_Passage given_
Select one per each column MySQL

So here’s an example table:


+-----------
| Name | Category |
| Guy 1 | Small |
| Girl 1 | Small |
| Boy 7 | Big |
| Boy 9 | Huge |
+------------

How would I select just ONE for each repeated category. I only want a list of categories.

I know I could use PHP and foreach to filter out any excess rows with the same category, but that’s dirty.

Something like

select `Category` from `people` limit 1 per `Category`

Even though that makes no sense in terms of MySQL grammar.

It should return:


Row 1: Small
Row 2: Big
Row 3: Huge

Thanks.

One way is:


SELECT DISTINCT Category
FROM Products

The MySQL Forum has experts who can advise on other appropriate ways too.

For example, the 2nd-normal form of database normalisation requires that you have a separate table called Category that contains only those distinct types.

Then, your table of guys boys and girls would have a CategoryId field instead, which contains the numeric identifier of the Category itself.


CATEGORY
+------------
| Id | Name  |
+------------
| 1  | Small |
| 2  | Big   |
| 3  | Huge  |
+------------

PRODUCTS
+---------------------
| Name   | CategoryId |
+---------------------
| Guy 1  | 1          |
| Girl 1 | 1          |
| Boy 7  | 2          |
| Boy 9  | 3          |
+---------------------

Thank you Much appreciated :slight_smile: !! And yes, I agree, however, it’s not my call. I’m working for a pre-made MySQL table on someone else’s website. If it were up to me I would do as you suggested.

_Required work_
A. Say whether each statement agrees with the MySQL thread: (i) The asker calls filtering rows with PHP and foreach a clean approach. (ii) The suggested query uses SELECT DISTINCT. (iii) The asker gets to decide how the table is designed. Answer yes or no for each, and quote the words from the thread that settle it.
B. Answer these questions using the MySQL thread:
(i) Which categories should the asker's query return?
(ii) Under the suggested design, what field would the table of guys, boys and girls have in place of the category name?
(iii) Where is the table the asker is working with?

_Source material_
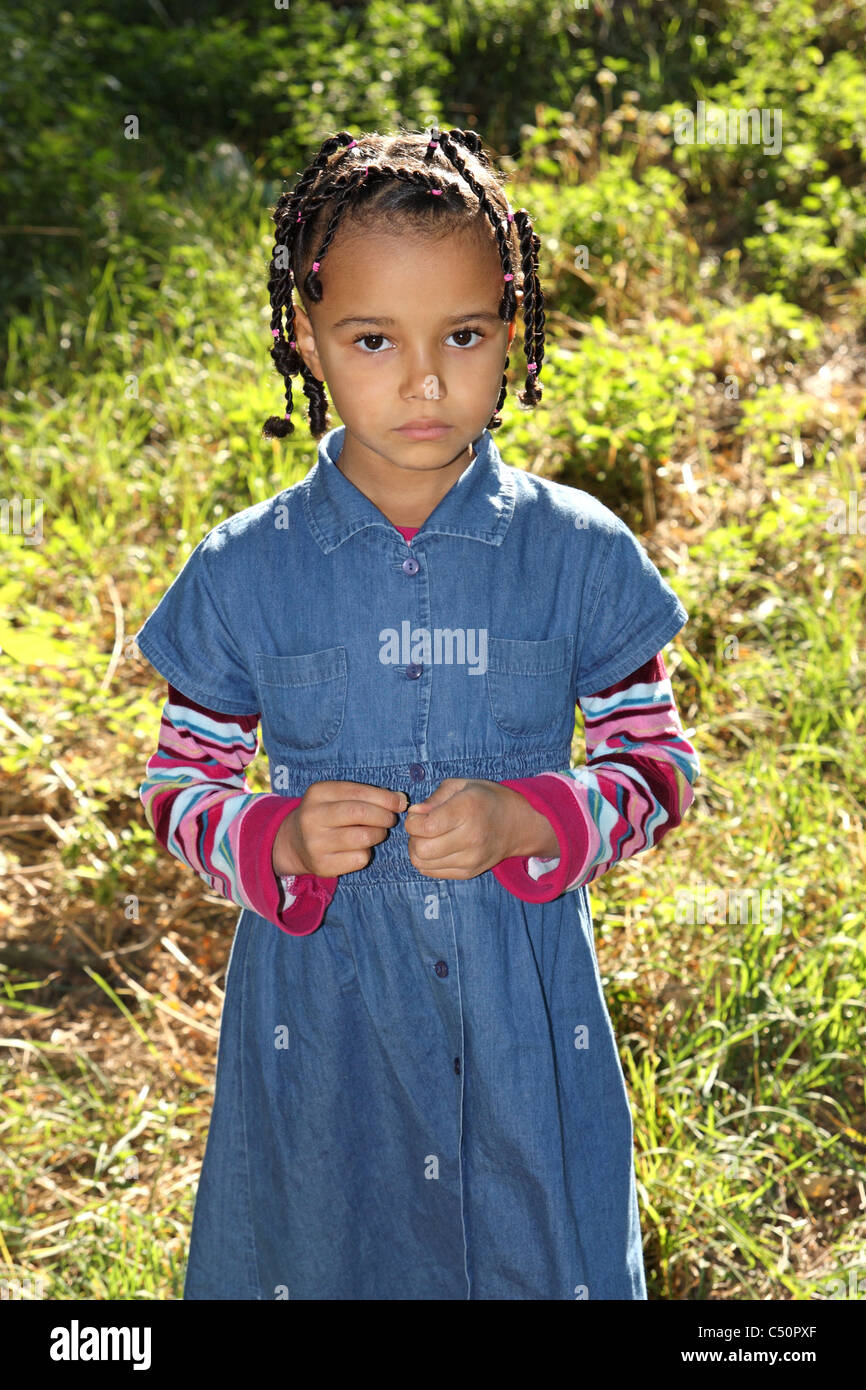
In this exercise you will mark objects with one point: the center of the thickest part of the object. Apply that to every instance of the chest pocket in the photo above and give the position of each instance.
(530, 684)
(303, 698)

_Response list_
A.
(i) No: "but that’s dirty."
(ii) Yes: "SELECT DISTINCT Category"
(iii) No: "it’s not my call."

B.
(i) Small, Big and Huge.
(ii) A CategoryId field.
(iii) On someone else's website.